**Extrait du document:**
# # # # # # #

Loïcia : Je passe le diplôme d'entraîneur. Nous avions un regroupement lors de la finale.

Théo : D’ailleurs, j’ai eu mon diplôme !

Loïcia : Oui, bravo ! De mon côté, c’est en cours, et nous étions invités pour voir les entraînements et la compétition, et pour donner un coup de main aux bénévoles. C'est vrai que c'était drôle quand les spectateurs me reconnaissaient. Sans maquillage d’ailleurs ! J’étais assez différente de la patineuse que les spectateurs peuvent voir sur la glace.

Théo : Je n’ai pas eu ce problème (rires).

Loïcia : C'était sympa de pouvoir discuter avec le public et l'ambiance était incroyable. J’étais présente de 8h à 22h, j’ai tout vu. J’ai pu encourager les Français, et il y en avait beaucoup cette année, autant juniors que seniors, même si nos amis Célina et Jean-Hans n’ont pas fait les performances qu’ils espéraient. Ils ont quand même bien géré, dans une situation aussi stressante : une finale en France avec autant de personnes qu’ils connaissaient dans les gradins, ce n’est pas facile.

Théo : Je suis venu les premiers jours, mais le dernier jour, il est tombé 70 centimètres de neige en quelques heures à Villard. Je n’ai pas voulu prendre la route, donc j’ai regardé sur Internet.

 

Skate Info Glace : Ces deux dernières années, vous n’avez pas participé au Grand Prix de France. Cela ne vous manque-t-il pas ?

# # # # # # #

**Données fournies:**

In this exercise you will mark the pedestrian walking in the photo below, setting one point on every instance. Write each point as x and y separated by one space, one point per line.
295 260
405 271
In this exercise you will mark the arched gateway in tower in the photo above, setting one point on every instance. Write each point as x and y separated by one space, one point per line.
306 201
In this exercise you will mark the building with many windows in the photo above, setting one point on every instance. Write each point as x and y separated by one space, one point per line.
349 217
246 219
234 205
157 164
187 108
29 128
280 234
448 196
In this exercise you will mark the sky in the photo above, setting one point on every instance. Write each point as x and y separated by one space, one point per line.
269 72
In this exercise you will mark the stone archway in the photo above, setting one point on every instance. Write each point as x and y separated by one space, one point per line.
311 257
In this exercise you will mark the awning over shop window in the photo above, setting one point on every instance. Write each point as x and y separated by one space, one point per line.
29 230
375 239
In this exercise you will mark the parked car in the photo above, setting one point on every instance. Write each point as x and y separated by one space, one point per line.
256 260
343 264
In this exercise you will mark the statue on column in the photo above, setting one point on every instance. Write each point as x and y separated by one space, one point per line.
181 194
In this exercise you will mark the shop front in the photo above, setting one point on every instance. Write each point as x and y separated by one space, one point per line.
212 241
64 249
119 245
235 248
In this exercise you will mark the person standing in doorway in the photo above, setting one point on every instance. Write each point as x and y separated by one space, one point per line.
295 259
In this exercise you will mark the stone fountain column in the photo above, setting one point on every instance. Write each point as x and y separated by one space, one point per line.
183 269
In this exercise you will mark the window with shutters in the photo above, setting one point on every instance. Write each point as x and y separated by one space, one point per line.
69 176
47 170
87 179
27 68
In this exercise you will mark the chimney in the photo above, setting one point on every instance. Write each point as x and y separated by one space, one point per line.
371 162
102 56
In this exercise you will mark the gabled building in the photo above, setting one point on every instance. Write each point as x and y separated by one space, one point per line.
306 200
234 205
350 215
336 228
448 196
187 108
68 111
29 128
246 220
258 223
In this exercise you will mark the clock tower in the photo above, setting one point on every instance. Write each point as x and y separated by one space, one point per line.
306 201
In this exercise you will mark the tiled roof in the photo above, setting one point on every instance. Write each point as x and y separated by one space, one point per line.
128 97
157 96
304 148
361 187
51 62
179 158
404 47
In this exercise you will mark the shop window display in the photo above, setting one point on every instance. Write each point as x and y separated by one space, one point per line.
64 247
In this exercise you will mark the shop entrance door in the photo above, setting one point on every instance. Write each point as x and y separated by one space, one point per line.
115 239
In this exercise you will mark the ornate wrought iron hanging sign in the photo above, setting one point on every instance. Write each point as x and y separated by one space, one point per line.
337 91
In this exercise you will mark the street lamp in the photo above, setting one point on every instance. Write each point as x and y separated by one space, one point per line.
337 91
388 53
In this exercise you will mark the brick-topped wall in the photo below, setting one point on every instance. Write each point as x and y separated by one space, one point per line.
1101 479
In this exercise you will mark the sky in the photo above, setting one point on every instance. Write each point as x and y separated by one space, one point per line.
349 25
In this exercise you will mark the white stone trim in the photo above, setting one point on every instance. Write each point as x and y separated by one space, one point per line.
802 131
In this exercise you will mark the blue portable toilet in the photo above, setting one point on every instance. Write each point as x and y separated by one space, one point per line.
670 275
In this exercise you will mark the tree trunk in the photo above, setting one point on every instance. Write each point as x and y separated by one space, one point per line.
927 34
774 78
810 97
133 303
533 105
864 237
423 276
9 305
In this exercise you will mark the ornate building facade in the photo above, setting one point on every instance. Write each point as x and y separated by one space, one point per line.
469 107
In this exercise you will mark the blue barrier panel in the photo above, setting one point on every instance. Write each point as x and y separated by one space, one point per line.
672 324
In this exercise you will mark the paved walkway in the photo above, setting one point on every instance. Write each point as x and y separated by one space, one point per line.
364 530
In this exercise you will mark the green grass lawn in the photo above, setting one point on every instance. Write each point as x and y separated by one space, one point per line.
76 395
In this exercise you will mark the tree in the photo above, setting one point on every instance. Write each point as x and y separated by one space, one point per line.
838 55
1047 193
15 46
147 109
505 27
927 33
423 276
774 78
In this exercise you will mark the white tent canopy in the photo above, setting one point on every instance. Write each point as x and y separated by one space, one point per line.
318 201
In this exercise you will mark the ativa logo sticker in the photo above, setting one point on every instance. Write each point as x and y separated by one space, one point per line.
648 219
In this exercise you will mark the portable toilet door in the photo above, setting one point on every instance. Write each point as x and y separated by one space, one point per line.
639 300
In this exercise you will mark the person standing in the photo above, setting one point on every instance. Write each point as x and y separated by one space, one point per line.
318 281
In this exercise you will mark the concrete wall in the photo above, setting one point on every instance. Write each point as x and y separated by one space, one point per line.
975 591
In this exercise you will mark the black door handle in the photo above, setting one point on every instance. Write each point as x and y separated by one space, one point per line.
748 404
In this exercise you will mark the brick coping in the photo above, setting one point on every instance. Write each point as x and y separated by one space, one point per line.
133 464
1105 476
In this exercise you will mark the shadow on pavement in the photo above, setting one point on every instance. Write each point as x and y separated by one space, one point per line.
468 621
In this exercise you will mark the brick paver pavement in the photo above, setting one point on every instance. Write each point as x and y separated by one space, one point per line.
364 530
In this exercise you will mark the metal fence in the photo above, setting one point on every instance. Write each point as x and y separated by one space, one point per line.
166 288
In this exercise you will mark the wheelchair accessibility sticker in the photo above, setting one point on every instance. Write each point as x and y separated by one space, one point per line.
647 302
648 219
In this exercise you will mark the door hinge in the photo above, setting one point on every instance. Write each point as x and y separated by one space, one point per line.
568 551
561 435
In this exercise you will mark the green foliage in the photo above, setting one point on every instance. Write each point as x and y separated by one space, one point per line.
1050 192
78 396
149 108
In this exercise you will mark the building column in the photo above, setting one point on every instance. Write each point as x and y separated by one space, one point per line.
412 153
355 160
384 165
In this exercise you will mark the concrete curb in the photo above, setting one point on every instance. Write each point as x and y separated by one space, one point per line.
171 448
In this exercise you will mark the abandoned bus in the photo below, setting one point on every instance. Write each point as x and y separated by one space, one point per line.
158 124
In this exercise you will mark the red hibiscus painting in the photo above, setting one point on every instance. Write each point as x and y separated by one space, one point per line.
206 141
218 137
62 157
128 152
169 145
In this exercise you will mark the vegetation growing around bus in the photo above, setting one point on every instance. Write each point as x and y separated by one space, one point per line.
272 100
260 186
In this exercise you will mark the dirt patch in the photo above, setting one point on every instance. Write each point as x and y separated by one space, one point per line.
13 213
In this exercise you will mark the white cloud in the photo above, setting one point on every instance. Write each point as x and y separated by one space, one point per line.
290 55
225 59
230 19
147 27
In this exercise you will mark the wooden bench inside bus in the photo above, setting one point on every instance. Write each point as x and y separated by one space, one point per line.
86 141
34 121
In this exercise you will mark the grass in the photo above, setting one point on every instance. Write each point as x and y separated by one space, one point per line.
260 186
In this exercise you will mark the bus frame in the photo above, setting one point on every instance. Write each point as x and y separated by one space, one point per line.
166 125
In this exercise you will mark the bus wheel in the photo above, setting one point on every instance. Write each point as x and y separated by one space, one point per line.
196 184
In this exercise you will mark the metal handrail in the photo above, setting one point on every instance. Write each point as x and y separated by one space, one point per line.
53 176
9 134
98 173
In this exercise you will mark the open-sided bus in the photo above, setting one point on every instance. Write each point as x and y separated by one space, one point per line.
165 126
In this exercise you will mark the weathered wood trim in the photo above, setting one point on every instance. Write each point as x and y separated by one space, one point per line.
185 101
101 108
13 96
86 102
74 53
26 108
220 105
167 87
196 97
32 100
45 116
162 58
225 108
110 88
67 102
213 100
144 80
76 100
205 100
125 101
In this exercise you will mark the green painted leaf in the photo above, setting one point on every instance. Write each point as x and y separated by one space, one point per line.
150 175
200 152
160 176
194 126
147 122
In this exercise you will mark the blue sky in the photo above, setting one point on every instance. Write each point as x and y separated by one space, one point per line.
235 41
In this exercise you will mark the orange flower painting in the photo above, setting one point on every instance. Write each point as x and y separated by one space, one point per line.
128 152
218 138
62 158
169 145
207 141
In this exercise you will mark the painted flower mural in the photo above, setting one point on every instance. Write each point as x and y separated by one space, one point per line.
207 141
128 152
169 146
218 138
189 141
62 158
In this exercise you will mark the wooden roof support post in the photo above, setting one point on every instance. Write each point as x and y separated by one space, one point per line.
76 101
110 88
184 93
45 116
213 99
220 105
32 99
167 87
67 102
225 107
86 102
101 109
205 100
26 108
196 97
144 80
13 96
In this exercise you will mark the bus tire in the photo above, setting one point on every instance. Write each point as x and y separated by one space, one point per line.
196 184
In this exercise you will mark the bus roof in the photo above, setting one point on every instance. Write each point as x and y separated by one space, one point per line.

# # # # # # #

Recopiez à l'identique le passage de l'entretien situé entre "Loïcia : C'était" et "regardé sur Internet.", bornes incluses.

**Réponse complète:**
Loïcia : C'était sympa de pouvoir discuter avec le public et l'ambiance était incroyable. J’étais présente de 8h à 22h, j’ai tout vu. J’ai pu encourager les Français, et il y en avait beaucoup cette année, autant juniors que seniors, même si nos amis Célina et Jean-Hans n’ont pas fait les performances qu’ils espéraient. Ils ont quand même bien géré, dans une situation aussi stressante : une finale en France avec autant de personnes qu’ils connaissaient dans les gradins, ce n’est pas facile.

Théo : Je suis venu les premiers jours, mais le dernier jour, il est tombé 70 centimètres de neige en quelques heures à Villard. Je n’ai pas voulu prendre la route, donc j’ai regardé sur Internet.